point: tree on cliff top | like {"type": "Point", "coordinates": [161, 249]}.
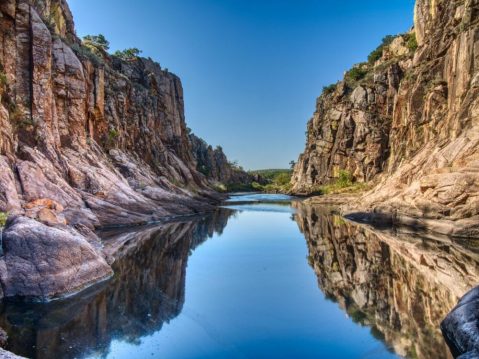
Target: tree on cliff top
{"type": "Point", "coordinates": [128, 54]}
{"type": "Point", "coordinates": [97, 41]}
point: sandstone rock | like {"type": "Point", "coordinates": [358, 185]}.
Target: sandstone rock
{"type": "Point", "coordinates": [460, 326]}
{"type": "Point", "coordinates": [214, 164]}
{"type": "Point", "coordinates": [47, 262]}
{"type": "Point", "coordinates": [3, 338]}
{"type": "Point", "coordinates": [412, 132]}
{"type": "Point", "coordinates": [391, 279]}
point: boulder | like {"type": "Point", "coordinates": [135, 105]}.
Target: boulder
{"type": "Point", "coordinates": [461, 326]}
{"type": "Point", "coordinates": [42, 262]}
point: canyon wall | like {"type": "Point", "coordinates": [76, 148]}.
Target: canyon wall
{"type": "Point", "coordinates": [87, 140]}
{"type": "Point", "coordinates": [408, 124]}
{"type": "Point", "coordinates": [399, 283]}
{"type": "Point", "coordinates": [213, 163]}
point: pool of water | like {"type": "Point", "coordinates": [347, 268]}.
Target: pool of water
{"type": "Point", "coordinates": [256, 280]}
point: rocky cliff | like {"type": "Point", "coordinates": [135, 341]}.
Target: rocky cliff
{"type": "Point", "coordinates": [213, 163]}
{"type": "Point", "coordinates": [86, 140]}
{"type": "Point", "coordinates": [407, 122]}
{"type": "Point", "coordinates": [147, 292]}
{"type": "Point", "coordinates": [399, 283]}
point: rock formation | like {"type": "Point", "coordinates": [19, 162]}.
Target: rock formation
{"type": "Point", "coordinates": [87, 140]}
{"type": "Point", "coordinates": [408, 124]}
{"type": "Point", "coordinates": [147, 291]}
{"type": "Point", "coordinates": [399, 283]}
{"type": "Point", "coordinates": [213, 163]}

################

Which lines run from the one containing "point: sandstone rock" to the end of the entries above? Quote exactly those, and only those.

point: sandstone rock | like {"type": "Point", "coordinates": [358, 185]}.
Target: sandstone rock
{"type": "Point", "coordinates": [460, 326]}
{"type": "Point", "coordinates": [214, 164]}
{"type": "Point", "coordinates": [47, 262]}
{"type": "Point", "coordinates": [3, 338]}
{"type": "Point", "coordinates": [412, 132]}
{"type": "Point", "coordinates": [391, 279]}
point: boulder | like {"type": "Point", "coordinates": [135, 105]}.
Target: boulder
{"type": "Point", "coordinates": [461, 326]}
{"type": "Point", "coordinates": [42, 262]}
point: canyon wall | like {"type": "Point", "coordinates": [76, 148]}.
Target: canyon wall
{"type": "Point", "coordinates": [87, 140]}
{"type": "Point", "coordinates": [408, 124]}
{"type": "Point", "coordinates": [399, 283]}
{"type": "Point", "coordinates": [213, 163]}
point: pool of water | like {"type": "Point", "coordinates": [347, 268]}.
Target: pool of water
{"type": "Point", "coordinates": [256, 280]}
point: rocky cliff | like {"type": "Point", "coordinates": [135, 341]}.
Target: rocky cliff
{"type": "Point", "coordinates": [213, 163]}
{"type": "Point", "coordinates": [86, 140]}
{"type": "Point", "coordinates": [407, 122]}
{"type": "Point", "coordinates": [147, 292]}
{"type": "Point", "coordinates": [399, 283]}
point: rock formation | like {"type": "Point", "coordinates": [19, 162]}.
Target: rock formation
{"type": "Point", "coordinates": [87, 140]}
{"type": "Point", "coordinates": [408, 124]}
{"type": "Point", "coordinates": [147, 291]}
{"type": "Point", "coordinates": [399, 283]}
{"type": "Point", "coordinates": [213, 163]}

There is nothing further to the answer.